DIRECTIONS FOR THIS TASK:
Using the passage on post-weaning diarrhea in piglets, answer these:
(a) What three problems does the sudden change from liquid to solid feed often cause during the first week post-weaning?
(b) Which hormone's concentration was lower at 72 h after weaning with the flavor and sweetener complex treatment than with the basal diet?
(c) What flavor were piglets exposed to prenatally in the study by Oostindjer et al. (2010)?

QUOTED PASSAGE:
+---+
Piglets have to adjust to receiving dry feed after weaning. The sudden change from liquid feed to solid feed often leads to diarrhea, a reduction in feed intake, and a decrease in weight gain during the first week post-weaning. Diarrhea after weaning is a multi-factorial problem. Part of it is due to the compensatory eating after a period of underfeeding while the intestinal villi cannot absorb nutrients optimally (Ball and Aherne, 1982). The compromised intestinal functioning, caused by low food intake after weaning, further increases susceptibility to pathogens, which in turn can also cause diarrhea (Pluske et al., 1997). The ingestion of small amounts of feed immediately after weaning may be sufficient to prevent problems leading to diarrhea (McCracken et al., 1999). Taken together, the cause of diarrhea may be associated to feed intake. Furthermore, the stress levels of the animals may also affect intestinal integrity, prevalence of diarrhea, and subsequently, growth performance of the animals in the post-weaning period. In our study, inclusion of flavor and sweetener complex diet in the first week after weaning reduced diarrhea scores and improved feed intake. Additionally, stress increases intestinal permeability, leading to an increased risk of intestinal inflammation and a further loss of intestinal integrity (Soderholm and Perdue, 2001). If the presence of a flavor or sweetener reduces stress levels of animals, it is likely that gut functioning will be less impaired and the digestibility of nutrient will be improved. In the current study, cortisol and epinephrine concentrations were similar among the treatments at 24 h, 48 h, and 72 h after weaning, but norepinephrine concentrations was decreased at 72 h after weaning in flavor and sweetener complex treatment compared with basal diet treatment. The lower level of norepinephrine hormone indicates that flavor or sweetener had the beneficial effect of reducing stress in weanling pigs. The benefits of flavor and sweetener in decreasing first week post-weaning stress might have reduced diarrhea scores in the current study. Oostindjer et al. (2010) also reported that piglets that were prenatally exposed to anise flavor had diarrhea problem for a fewer number of days compared with non-exposed animals.
+---+
MATERIAL SHOWN:
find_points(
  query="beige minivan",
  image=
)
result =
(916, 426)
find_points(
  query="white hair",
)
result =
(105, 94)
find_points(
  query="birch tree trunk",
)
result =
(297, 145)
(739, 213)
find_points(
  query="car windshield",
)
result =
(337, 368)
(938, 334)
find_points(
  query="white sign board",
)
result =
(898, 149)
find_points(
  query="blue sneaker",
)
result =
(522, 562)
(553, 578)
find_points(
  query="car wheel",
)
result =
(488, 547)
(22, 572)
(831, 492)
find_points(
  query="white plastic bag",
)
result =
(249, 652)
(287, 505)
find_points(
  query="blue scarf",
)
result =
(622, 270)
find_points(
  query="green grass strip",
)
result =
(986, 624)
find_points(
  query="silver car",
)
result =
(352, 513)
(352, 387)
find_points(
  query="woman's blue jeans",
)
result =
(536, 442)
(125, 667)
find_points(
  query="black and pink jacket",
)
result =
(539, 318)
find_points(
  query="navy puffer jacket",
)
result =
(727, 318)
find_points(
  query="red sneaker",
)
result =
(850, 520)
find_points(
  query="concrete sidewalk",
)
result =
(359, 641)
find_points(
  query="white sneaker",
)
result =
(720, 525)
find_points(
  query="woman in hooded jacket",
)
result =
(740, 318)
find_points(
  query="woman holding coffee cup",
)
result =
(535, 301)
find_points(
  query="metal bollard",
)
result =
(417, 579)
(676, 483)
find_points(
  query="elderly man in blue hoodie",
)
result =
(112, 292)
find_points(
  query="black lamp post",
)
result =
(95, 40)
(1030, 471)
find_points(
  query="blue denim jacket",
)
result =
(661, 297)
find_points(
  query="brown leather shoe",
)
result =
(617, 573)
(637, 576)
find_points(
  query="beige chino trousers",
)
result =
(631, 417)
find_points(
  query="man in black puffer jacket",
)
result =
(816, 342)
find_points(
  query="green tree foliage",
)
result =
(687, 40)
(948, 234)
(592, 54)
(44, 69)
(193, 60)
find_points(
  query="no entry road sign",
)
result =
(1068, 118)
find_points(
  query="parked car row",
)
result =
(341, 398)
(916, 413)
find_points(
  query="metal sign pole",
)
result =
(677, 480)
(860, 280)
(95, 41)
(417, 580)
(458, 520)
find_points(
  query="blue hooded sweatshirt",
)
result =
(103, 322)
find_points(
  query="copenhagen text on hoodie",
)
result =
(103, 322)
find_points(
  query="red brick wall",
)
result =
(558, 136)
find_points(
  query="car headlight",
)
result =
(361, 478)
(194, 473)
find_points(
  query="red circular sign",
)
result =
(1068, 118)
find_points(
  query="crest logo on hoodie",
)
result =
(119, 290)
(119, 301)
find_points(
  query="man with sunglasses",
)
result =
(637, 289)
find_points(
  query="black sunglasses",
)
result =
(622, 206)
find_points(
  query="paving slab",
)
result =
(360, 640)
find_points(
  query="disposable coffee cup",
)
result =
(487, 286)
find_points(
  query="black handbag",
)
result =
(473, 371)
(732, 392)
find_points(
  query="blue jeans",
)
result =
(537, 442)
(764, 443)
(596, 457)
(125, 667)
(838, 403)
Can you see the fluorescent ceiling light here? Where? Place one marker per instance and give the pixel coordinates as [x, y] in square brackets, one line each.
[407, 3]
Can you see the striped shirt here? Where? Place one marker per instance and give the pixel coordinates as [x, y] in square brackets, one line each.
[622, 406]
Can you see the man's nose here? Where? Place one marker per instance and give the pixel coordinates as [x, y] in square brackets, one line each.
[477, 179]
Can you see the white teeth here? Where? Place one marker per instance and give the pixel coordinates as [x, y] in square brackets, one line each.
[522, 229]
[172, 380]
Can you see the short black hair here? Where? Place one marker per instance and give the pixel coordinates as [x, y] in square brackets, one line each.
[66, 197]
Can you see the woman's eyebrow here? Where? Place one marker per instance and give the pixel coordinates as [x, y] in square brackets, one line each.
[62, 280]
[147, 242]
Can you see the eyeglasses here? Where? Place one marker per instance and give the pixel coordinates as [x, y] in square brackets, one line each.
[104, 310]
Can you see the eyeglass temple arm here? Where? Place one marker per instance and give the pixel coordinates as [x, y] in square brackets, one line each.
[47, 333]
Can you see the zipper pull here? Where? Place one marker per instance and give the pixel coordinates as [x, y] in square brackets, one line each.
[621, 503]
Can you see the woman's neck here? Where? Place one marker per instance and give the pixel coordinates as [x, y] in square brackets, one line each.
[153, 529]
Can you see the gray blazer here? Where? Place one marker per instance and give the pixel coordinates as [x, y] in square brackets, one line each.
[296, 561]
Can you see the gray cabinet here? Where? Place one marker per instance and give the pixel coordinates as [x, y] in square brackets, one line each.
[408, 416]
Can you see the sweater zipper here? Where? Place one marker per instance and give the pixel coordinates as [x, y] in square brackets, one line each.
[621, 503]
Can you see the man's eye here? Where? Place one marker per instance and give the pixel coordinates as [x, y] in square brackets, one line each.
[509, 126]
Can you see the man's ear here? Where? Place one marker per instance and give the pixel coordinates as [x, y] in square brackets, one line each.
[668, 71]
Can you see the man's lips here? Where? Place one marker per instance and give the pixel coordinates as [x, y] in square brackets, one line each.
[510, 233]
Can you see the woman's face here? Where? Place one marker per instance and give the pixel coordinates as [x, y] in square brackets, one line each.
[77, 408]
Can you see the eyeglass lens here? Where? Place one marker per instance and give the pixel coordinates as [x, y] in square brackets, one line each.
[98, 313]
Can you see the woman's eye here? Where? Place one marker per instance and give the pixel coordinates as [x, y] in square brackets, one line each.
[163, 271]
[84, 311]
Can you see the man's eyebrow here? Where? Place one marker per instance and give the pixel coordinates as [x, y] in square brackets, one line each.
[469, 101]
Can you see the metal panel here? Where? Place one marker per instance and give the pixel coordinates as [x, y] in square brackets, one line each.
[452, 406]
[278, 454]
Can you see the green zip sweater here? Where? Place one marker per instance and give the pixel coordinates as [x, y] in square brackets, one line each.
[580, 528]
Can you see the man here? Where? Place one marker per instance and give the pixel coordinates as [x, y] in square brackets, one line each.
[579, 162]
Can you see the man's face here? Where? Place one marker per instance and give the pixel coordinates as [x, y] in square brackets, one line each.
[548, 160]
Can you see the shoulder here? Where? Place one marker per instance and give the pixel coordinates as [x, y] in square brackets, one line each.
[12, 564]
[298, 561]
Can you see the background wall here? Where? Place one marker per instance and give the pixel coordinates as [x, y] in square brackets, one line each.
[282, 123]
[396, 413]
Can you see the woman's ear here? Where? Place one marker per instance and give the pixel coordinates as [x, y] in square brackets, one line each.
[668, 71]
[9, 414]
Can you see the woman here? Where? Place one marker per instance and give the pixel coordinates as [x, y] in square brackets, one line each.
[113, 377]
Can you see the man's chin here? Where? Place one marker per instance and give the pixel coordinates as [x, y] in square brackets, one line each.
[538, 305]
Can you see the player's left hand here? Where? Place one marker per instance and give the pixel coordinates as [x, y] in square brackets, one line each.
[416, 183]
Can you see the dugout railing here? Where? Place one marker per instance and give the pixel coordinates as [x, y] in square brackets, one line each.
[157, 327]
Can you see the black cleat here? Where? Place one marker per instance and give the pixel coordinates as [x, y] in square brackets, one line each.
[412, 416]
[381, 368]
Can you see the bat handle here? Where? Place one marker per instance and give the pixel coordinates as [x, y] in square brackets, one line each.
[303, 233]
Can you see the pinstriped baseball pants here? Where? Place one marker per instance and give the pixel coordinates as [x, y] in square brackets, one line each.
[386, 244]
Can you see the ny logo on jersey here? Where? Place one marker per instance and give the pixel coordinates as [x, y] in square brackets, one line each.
+---+
WRITTEN SOLUTION:
(a) Diarrhea, reduced feed intake, and decreased weight gain.
(b) Norepinephrine.
(c) Anise.